### Gestellte Aufgabe:
Wandle die folgenden Daten vollständig in eine zweispaltige CSV mit den Spalten „text“ und „antwort“ um, mit einer Zeile je Text samt zugehöriger Antwort, beide jeweils in einem eigenen Feld in Anführungszeichen und mit Leerzeichen statt Zeilenumbrüchen. Lass die Bilder in der Ausgabe weg.

### Vorliegende Daten:
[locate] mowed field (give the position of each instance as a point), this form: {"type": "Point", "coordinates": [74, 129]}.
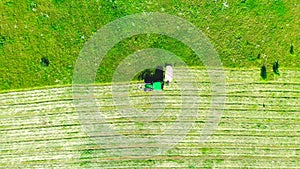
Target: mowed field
{"type": "Point", "coordinates": [259, 128]}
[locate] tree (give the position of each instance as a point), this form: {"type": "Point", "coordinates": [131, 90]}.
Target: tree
{"type": "Point", "coordinates": [263, 72]}
{"type": "Point", "coordinates": [45, 61]}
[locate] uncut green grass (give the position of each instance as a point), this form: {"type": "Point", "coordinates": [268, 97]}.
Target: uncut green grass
{"type": "Point", "coordinates": [58, 29]}
{"type": "Point", "coordinates": [260, 126]}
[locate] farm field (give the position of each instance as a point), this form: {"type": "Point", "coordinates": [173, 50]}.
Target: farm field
{"type": "Point", "coordinates": [259, 128]}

### Lösung:
text,antwort
"[locate] mowed field (give the position of each instance as a point), this form: {""type"": ""Point"", ""coordinates"": [74, 129]}. Target: mowed field","{""type"": ""Point"", ""coordinates"": [259, 128]}"
"[locate] tree (give the position of each instance as a point), this form: {""type"": ""Point"", ""coordinates"": [131, 90]}. Target: tree","{""type"": ""Point"", ""coordinates"": [263, 72]} {""type"": ""Point"", ""coordinates"": [45, 61]}"
"[locate] uncut green grass (give the position of each instance as a point), this form: {""type"": ""Point"", ""coordinates"": [268, 97]}. Target: uncut green grass","{""type"": ""Point"", ""coordinates"": [58, 29]} {""type"": ""Point"", ""coordinates"": [260, 126]}"
"[locate] farm field (give the position of each instance as a point), this form: {""type"": ""Point"", ""coordinates"": [173, 50]}. Target: farm field","{""type"": ""Point"", ""coordinates"": [259, 128]}"